* **Work order**
From the entries below, return only the lines starting at the one that contains "Query: black coffee in mug" and ending at the one that contains "the white ceramic", exactly as they stand.

* **Input**
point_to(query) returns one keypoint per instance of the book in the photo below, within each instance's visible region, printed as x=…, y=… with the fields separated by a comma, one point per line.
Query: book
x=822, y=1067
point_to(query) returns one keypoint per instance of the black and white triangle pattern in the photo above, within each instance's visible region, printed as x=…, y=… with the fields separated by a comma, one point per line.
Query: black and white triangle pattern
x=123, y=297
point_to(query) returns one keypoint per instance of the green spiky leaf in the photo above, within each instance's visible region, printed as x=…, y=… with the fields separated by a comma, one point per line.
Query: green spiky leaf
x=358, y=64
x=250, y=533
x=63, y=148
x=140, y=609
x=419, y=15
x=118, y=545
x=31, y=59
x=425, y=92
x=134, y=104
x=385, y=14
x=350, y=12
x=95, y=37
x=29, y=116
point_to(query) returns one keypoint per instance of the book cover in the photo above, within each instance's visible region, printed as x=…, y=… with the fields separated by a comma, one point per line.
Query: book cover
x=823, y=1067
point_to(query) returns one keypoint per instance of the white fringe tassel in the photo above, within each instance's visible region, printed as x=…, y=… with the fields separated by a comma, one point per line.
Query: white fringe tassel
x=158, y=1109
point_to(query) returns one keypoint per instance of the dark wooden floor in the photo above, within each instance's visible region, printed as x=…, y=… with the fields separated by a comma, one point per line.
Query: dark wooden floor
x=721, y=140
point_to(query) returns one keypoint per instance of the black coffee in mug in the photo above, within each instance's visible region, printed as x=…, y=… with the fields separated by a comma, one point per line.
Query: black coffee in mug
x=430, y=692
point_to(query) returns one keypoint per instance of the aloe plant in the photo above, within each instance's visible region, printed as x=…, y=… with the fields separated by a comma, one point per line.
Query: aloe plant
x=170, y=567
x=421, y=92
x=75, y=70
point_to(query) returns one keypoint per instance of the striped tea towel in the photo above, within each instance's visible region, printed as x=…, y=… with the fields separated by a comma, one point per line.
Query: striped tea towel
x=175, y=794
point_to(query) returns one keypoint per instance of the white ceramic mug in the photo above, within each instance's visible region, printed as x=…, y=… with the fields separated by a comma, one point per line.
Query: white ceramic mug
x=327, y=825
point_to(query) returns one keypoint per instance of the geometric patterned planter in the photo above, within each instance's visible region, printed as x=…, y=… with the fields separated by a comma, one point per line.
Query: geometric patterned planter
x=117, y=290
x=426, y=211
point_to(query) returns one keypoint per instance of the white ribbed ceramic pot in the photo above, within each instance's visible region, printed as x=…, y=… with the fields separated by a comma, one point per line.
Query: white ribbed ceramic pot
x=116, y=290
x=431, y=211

* **Task solution**
Query: black coffee in mug
x=430, y=692
point_to(query) returns one keypoint per instance of the aloe plant in the photo above, within each instance's visible region, printed as x=…, y=… with the fields separated by a comma, one point per line.
Query: aloe plant
x=170, y=567
x=421, y=92
x=75, y=70
point_to(query) returns one keypoint per instance of the striped tea towel in the photo above, within each instance's visible region, printed as x=…, y=… with the fields separated by a comma, one point per line.
Query: striped tea towel
x=175, y=794
point_to(query) returns one keypoint per instance of the white ceramic mug in the photo above, within each instance's visible region, printed as x=…, y=… with the fields separated by a comma, one point per line.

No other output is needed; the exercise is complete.